JOB — In the listing below, transcribe every line exactly, starting at the line containing "If you could place a marker on the building" and ending at the line containing "point(215, 213)", with both of those lines included.

Collected data
>> begin

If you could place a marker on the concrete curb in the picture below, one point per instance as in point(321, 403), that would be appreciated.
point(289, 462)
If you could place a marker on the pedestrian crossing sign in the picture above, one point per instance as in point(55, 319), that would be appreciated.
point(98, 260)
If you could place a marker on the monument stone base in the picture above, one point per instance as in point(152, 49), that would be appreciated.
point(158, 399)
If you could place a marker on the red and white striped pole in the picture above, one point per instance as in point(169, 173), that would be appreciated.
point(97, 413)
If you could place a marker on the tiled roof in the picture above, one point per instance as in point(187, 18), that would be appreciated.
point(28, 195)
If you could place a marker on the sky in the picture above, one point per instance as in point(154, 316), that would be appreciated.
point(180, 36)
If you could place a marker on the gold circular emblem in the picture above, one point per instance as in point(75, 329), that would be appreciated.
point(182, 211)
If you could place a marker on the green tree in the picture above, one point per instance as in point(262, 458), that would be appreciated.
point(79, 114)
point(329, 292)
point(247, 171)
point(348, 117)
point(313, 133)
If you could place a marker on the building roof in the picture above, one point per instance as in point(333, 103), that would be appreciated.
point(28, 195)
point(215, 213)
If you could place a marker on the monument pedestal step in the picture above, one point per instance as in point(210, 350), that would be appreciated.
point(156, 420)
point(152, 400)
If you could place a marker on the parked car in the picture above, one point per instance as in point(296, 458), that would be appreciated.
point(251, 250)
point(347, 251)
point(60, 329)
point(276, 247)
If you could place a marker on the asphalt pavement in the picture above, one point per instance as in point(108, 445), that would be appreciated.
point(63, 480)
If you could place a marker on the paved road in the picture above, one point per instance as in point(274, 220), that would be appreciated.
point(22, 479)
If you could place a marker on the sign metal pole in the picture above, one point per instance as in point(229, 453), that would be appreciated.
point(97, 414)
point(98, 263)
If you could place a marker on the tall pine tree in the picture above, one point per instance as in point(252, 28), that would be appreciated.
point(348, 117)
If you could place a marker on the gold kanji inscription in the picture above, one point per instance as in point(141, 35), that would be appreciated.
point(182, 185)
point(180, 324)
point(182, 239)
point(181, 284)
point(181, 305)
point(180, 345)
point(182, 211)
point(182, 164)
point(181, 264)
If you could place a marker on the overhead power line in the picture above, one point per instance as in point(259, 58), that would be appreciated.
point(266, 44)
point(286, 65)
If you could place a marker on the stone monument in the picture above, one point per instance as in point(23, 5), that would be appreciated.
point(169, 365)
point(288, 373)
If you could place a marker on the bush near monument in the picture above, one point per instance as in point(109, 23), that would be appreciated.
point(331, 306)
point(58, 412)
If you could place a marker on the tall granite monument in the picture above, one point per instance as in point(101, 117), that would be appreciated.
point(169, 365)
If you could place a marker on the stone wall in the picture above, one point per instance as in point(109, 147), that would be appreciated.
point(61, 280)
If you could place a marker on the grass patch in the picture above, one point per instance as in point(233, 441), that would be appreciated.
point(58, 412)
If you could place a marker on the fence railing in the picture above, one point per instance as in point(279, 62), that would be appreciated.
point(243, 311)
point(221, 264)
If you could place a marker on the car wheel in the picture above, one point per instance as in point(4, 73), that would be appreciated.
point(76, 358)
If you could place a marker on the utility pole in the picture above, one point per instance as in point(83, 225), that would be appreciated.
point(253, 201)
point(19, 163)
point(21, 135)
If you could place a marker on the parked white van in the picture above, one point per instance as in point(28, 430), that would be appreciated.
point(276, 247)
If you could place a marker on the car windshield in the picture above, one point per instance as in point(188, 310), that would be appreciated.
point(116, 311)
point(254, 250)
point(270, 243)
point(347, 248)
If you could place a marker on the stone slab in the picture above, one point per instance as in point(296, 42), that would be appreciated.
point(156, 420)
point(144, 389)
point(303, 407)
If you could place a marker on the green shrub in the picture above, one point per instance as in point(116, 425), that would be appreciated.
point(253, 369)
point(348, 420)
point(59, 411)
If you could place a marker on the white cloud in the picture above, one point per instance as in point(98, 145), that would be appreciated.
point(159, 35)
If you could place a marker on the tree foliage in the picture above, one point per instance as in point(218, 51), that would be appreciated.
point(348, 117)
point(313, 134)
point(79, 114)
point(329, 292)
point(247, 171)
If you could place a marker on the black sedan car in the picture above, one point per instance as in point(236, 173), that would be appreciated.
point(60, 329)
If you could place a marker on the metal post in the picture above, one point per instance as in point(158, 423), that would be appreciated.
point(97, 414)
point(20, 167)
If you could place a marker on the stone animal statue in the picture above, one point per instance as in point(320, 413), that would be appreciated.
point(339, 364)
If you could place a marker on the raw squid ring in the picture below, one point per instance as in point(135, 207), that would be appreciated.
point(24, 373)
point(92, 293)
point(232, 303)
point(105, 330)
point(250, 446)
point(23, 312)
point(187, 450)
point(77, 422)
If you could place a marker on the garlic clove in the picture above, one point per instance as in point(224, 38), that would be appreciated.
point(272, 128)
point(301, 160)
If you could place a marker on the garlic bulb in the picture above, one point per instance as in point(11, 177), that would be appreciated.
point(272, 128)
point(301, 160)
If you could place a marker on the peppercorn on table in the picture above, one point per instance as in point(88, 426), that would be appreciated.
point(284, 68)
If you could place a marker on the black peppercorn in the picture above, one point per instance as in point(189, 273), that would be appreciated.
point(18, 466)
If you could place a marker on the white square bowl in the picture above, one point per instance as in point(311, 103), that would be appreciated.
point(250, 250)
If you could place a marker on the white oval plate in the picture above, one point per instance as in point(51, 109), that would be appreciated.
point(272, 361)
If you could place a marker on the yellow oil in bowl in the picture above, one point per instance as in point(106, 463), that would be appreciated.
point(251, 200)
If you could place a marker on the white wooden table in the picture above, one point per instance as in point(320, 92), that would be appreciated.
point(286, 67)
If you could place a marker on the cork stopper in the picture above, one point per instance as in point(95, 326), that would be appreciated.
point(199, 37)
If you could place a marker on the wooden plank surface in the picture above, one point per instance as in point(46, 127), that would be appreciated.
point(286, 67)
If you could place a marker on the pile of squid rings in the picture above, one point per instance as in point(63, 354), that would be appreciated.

>> end

PROBLEM SOLUTION —
If you could place a marker on the building roof in the picture above, one point per instance as in point(333, 103), that would be appreciated.
point(28, 195)
point(215, 213)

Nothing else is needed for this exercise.